*** Opening of Exercise data ***

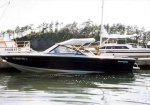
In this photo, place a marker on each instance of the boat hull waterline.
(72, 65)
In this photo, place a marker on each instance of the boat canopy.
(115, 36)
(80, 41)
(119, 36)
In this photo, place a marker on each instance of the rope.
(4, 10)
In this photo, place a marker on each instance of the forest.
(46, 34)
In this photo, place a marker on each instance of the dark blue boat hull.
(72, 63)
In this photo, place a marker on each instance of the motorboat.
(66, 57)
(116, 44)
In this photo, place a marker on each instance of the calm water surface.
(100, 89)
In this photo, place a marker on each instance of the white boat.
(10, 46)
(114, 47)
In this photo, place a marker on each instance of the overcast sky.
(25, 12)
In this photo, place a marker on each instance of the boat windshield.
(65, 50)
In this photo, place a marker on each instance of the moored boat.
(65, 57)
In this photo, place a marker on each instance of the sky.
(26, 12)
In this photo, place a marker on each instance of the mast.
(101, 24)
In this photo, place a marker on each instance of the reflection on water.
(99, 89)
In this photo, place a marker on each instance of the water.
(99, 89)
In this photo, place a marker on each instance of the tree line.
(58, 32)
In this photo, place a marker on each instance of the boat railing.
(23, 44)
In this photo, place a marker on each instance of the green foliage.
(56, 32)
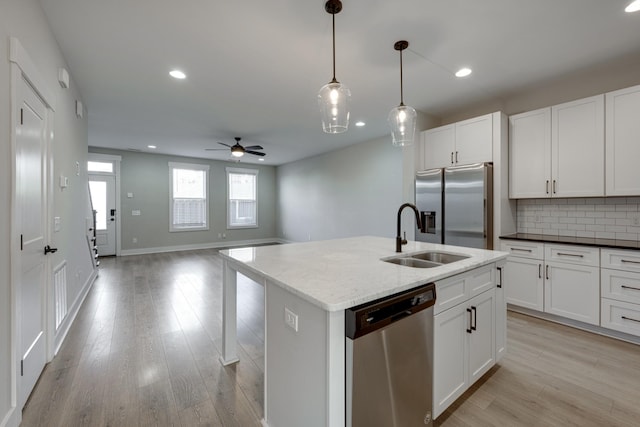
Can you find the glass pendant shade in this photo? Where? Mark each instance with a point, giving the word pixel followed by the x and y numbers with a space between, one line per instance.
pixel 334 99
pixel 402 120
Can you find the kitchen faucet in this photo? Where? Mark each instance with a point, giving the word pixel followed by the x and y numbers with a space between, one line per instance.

*** Close of Exercise data ***

Requirement
All of the entries above should be copied exactly, with the images left out.

Solution for this exercise
In this photo, place a marker on each instance of the boat hull waterline.
(72, 65)
In this photo, place a marker on each instance of the boat canopy.
(115, 36)
(80, 41)
(119, 36)
In this photo, place a marker on each instance of the rope.
(4, 10)
In this photo, place a marker on each instance of the forest.
(46, 34)
In this photo, place a marker on each instance of the dark blue boat hull.
(72, 63)
In this photo, place a marker on each instance of the motorboat.
(66, 57)
(116, 44)
In this photo, place a marker on each instance of the calm water surface.
(100, 89)
In this photo, place a marker on each instance of the white boat.
(10, 46)
(114, 47)
In this photo, place a marker on each instance of the overcast sky.
(25, 12)
In this photo, place a marker on each instance of the boat windshield.
(65, 50)
In this photo, place a marker on each instance of the moored boat.
(65, 57)
In this photo, place a marker on each instance of the sky.
(26, 12)
In this photo, place a marker on each instance of the mast.
(101, 24)
In this photo, place a marker on each instance of the reflection on water.
(99, 89)
In this photo, place a marker on each instance of the water.
(99, 89)
In this photo, place a marker on each instance of the tree line.
(58, 32)
In this photo, place a marker on each instance of the boat railing.
(23, 44)
In this photo, place a marker on each instance of the green foliage.
(56, 32)
Can you find the glass pendant shade in this photo? Where? Mark each instance with a point, giving the word pixel followed by the x and y numbers with a space between, one line per instance.
pixel 334 99
pixel 402 120
Can you find the kitchen faucet in this photo? Where? Mark each instance with a point, giving the word pixel followed by the x and y numbers with a space between, one line per instance.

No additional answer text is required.